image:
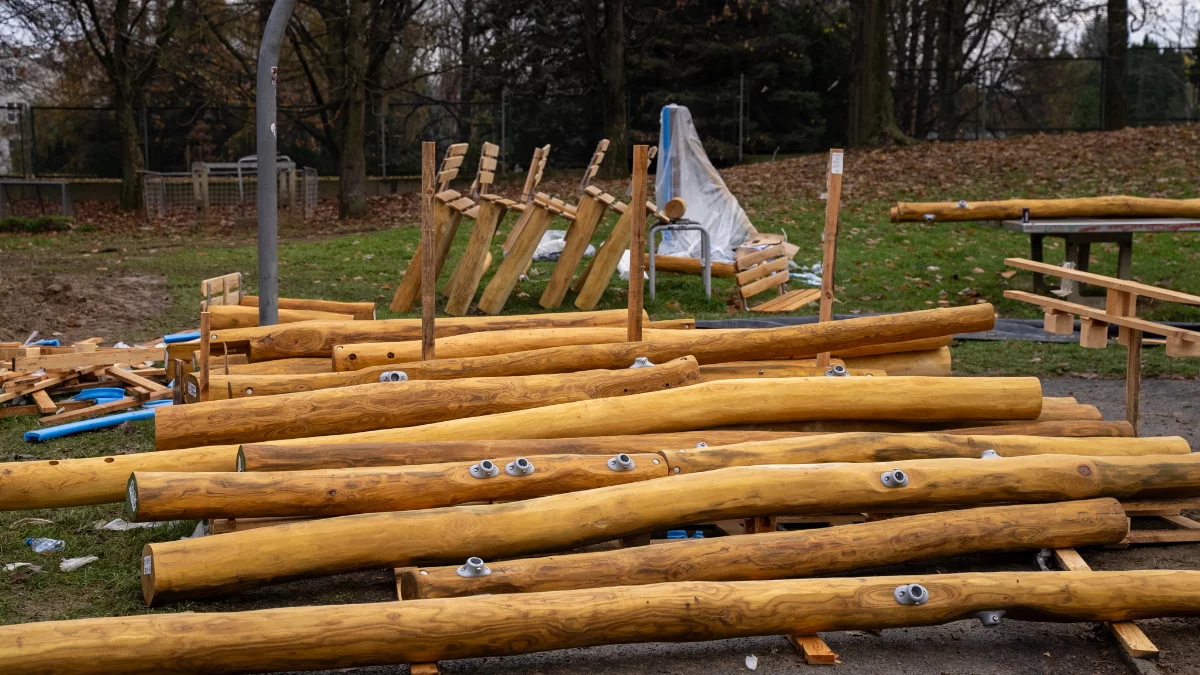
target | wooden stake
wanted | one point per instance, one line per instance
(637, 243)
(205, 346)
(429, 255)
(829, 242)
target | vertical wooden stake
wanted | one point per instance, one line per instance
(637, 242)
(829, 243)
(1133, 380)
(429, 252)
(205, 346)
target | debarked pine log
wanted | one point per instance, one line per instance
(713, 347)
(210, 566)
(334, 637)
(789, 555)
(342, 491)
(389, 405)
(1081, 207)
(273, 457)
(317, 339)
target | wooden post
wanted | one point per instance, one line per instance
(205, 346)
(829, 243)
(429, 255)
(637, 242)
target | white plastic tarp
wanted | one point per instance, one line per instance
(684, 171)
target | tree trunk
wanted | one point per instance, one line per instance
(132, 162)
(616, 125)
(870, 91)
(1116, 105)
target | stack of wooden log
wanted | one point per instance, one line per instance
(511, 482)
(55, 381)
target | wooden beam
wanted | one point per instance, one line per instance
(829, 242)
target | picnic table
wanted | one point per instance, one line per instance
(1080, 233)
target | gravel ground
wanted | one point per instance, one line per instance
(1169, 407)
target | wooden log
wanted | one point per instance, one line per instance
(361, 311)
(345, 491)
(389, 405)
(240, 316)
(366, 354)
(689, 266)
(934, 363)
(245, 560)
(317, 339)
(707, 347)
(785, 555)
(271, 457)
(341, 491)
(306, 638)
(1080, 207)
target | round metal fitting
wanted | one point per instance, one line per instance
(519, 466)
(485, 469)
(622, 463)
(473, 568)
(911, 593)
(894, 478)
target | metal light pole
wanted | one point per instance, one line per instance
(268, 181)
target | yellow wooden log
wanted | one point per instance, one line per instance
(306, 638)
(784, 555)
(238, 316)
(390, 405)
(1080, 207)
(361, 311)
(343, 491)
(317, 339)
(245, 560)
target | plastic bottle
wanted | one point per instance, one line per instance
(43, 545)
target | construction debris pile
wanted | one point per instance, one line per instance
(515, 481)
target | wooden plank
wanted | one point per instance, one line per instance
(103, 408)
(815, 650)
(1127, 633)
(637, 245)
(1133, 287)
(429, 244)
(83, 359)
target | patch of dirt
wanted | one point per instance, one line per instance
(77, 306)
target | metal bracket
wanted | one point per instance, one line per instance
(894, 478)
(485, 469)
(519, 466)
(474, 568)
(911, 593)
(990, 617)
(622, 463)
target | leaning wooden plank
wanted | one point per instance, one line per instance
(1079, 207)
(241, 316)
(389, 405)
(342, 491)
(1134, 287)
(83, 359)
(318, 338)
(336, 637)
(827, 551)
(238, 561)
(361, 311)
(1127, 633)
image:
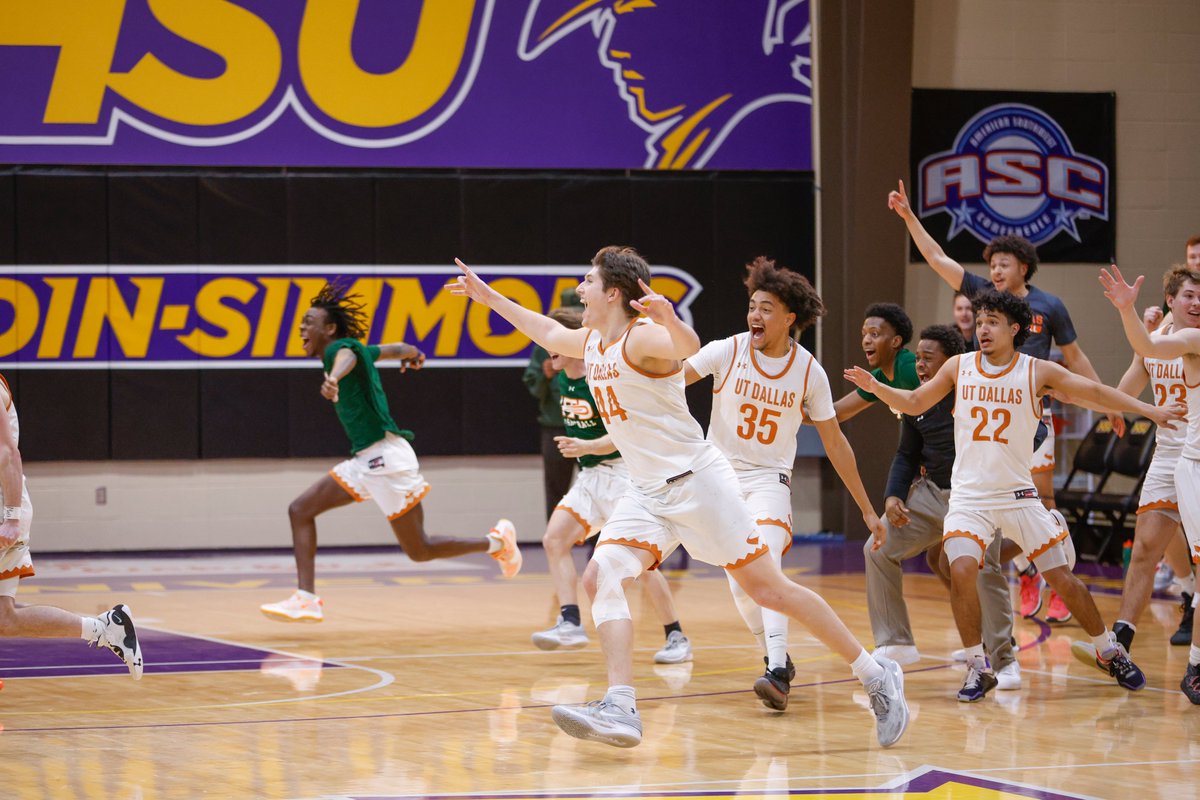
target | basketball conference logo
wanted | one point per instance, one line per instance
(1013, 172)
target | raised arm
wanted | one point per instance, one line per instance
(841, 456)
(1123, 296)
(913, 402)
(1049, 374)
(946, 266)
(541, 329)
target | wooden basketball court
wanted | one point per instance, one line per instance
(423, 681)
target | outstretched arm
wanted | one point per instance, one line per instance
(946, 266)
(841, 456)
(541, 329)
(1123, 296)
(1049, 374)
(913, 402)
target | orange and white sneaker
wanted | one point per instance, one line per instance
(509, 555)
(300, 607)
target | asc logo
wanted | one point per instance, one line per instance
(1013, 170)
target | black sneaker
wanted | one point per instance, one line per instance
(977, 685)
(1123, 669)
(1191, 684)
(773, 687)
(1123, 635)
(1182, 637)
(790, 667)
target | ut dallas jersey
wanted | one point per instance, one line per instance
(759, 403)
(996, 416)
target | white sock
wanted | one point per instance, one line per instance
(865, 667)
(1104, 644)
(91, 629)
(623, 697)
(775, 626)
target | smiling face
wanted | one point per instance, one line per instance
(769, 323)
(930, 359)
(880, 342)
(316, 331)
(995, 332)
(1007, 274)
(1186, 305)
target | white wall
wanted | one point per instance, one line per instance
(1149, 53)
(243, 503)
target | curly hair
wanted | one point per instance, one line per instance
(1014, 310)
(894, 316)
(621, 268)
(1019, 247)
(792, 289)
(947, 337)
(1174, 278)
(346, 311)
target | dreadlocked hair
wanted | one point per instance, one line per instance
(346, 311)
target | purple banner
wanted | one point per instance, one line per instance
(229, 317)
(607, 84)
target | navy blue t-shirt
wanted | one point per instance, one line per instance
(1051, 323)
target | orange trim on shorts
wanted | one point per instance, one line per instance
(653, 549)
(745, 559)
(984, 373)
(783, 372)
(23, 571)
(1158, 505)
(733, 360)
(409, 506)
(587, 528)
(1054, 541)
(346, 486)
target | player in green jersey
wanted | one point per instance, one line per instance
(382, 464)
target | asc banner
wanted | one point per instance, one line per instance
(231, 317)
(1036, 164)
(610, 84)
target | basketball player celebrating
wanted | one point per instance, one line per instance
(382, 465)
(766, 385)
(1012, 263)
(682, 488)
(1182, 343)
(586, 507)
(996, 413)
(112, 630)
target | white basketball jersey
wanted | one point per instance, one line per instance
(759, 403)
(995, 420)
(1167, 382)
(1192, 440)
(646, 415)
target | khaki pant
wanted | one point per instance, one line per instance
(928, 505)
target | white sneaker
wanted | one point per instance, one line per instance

:: Your task ::
Output every line of the entries above as a single numbered list. Skip blank lines and leave out the pictures.

:: Right answer ::
1. image:
2. target | wooden stake
3. wanted | one point per instance, one line per instance
4. (637, 243)
5. (205, 346)
6. (429, 255)
7. (829, 242)
8. target | vertical wooden stake
9. wanted | one point per instance, one line per instance
10. (637, 242)
11. (829, 243)
12. (1133, 380)
13. (429, 252)
14. (205, 346)
15. target | debarked pine log
16. wanted | one point per instance, one line per instance
17. (713, 347)
18. (210, 566)
19. (334, 637)
20. (789, 555)
21. (342, 491)
22. (389, 405)
23. (1081, 207)
24. (273, 457)
25. (317, 339)
26. target | wooden post
27. wanted | one point per instance, one line per instance
28. (205, 346)
29. (829, 243)
30. (429, 255)
31. (637, 242)
32. target | white plastic tarp
33. wanted | one point per instance, one line per instance
34. (684, 171)
35. target | tree trunk
36. wanted | one point per instance, one line per instance
37. (132, 162)
38. (616, 125)
39. (870, 91)
40. (1116, 105)
41. target | stack of wooden log
42. wanted | one point per instance, one line per instance
43. (511, 482)
44. (55, 381)
45. target | wooden beam
46. wanted | one point per instance, one line per instance
47. (829, 242)
48. target | picnic table
49. wanted | one point per instance, one line per instance
50. (1080, 233)
51. target | gravel ground
52. wanted | one point per instance, one line per instance
53. (1169, 407)
54. target | wooden log
55. wanted | one point per instance, one line per instance
56. (361, 311)
57. (345, 491)
58. (389, 405)
59. (240, 316)
60. (366, 354)
61. (689, 266)
62. (934, 363)
63. (245, 560)
64. (317, 339)
65. (707, 347)
66. (785, 555)
67. (271, 457)
68. (341, 491)
69. (306, 638)
70. (1080, 207)
71. target | round metal fitting
72. wanted | one point per instance, one line per instance
73. (519, 466)
74. (485, 469)
75. (622, 463)
76. (473, 568)
77. (911, 593)
78. (894, 478)
79. target | metal light pole
80. wanted | one point per instance, one line per instance
81. (268, 181)
82. target | yellow wooden log
83. wanted | one point per instance, one line per instance
84. (306, 638)
85. (784, 555)
86. (238, 316)
87. (390, 405)
88. (1080, 207)
89. (361, 311)
90. (343, 491)
91. (317, 339)
92. (245, 560)
93. target | plastic bottle
94. wanted | one point per instance, one line per instance
95. (43, 545)
96. target | construction debris pile
97. wanted | one point per instance, one line per instance
98. (515, 481)
99. target | wooden plank
100. wanted | one point per instance, one line per instance
101. (103, 408)
102. (815, 650)
103. (1127, 633)
104. (637, 245)
105. (1133, 287)
106. (429, 244)
107. (83, 359)
108. target | patch of dirt
109. wanted | one point per instance, one line per instance
110. (77, 306)
111. target | metal bracket
112. wanted | one point per instance, one line per instance
113. (894, 478)
114. (485, 469)
115. (519, 466)
116. (474, 568)
117. (911, 593)
118. (990, 617)
119. (622, 463)
120. target | leaning wooden plank
121. wanted | one point per instance, one line per instance
122. (1079, 207)
123. (241, 316)
124. (389, 405)
125. (342, 491)
126. (1134, 287)
127. (83, 359)
128. (318, 338)
129. (336, 637)
130. (827, 551)
131. (238, 561)
132. (361, 311)
133. (1127, 633)
134. image:
135. target | basketball conference logo
136. wanted | one point per instance, one line per instance
137. (1013, 172)
138. target | raised arm
139. wanted | one point per instance, one line per instance
140. (841, 456)
141. (1123, 296)
142. (913, 402)
143. (1049, 374)
144. (946, 266)
145. (541, 329)
146. target | wooden basketball court
147. wanted | one point per instance, one line per instance
148. (423, 681)
149. target | outstretched arm
150. wanted | one point per instance, one line per instance
151. (946, 266)
152. (841, 456)
153. (541, 329)
154. (1123, 296)
155. (1049, 374)
156. (913, 402)
157. target | orange and white sneaker
158. wanted | one point per instance, one line per instance
159. (509, 555)
160. (300, 607)
161. target | asc logo
162. wanted | one point per instance, one line per instance
163. (1013, 170)
164. target | black sneaker
165. wanted | one point per instance, one line per instance
166. (977, 685)
167. (1123, 669)
168. (1191, 684)
169. (773, 687)
170. (1123, 635)
171. (1182, 637)
172. (790, 667)
173. target | ut dallas jersey
174. wanted | one point per instance, one line per instance
175. (759, 403)
176. (996, 416)
177. target | white sock
178. wanted | one point per instance, one line per instance
179. (865, 667)
180. (1104, 644)
181. (91, 629)
182. (623, 697)
183. (775, 626)
184. target | smiling face
185. wanted | one point per instance, one line per instance
186. (769, 323)
187. (930, 359)
188. (880, 342)
189. (316, 331)
190. (995, 332)
191. (1007, 274)
192. (1186, 305)
193. target | white wall
194. wanted | one point per instance, one line per instance
195. (1149, 53)
196. (243, 503)
197. target | curly hair
198. wanted | one point per instance, one line per instance
199. (1014, 310)
200. (894, 316)
201. (621, 268)
202. (1019, 247)
203. (792, 289)
204. (947, 337)
205. (1174, 278)
206. (346, 311)
207. target | dreadlocked hair
208. wanted | one point per instance, one line per instance
209. (346, 311)
210. target | purple banner
211. wanted | one point per instance, one line per instance
212. (229, 317)
213. (607, 84)
214. target | navy blue t-shirt
215. wanted | one point per instance, one line per instance
216. (1051, 323)
217. target | orange trim on shorts
218. wanted | one point per instance, one line per instance
219. (653, 549)
220. (745, 559)
221. (984, 373)
222. (783, 372)
223. (23, 571)
224. (1158, 505)
225. (733, 360)
226. (409, 506)
227. (587, 528)
228. (1054, 541)
229. (346, 486)
230. target | player in green jersey
231. wanted | one point per instance, one line per instance
232. (382, 464)
233. target | asc banner
234. wanted | one point per instance, one line per instance
235. (231, 317)
236. (1036, 164)
237. (610, 84)
238. target | basketball player celebrating
239. wanted | one point per instance, one line per instance
240. (382, 465)
241. (766, 385)
242. (1012, 263)
243. (682, 488)
244. (1182, 343)
245. (586, 507)
246. (996, 413)
247. (112, 630)
248. target | white basketball jersey
249. wanted | one point per instance, one line per instance
250. (759, 403)
251. (995, 420)
252. (1167, 382)
253. (1192, 440)
254. (646, 415)
255. target | khaki pant
256. wanted | one point per instance, one line per instance
257. (928, 505)
258. target | white sneaker
259. wanted | one point per instance, one line per instance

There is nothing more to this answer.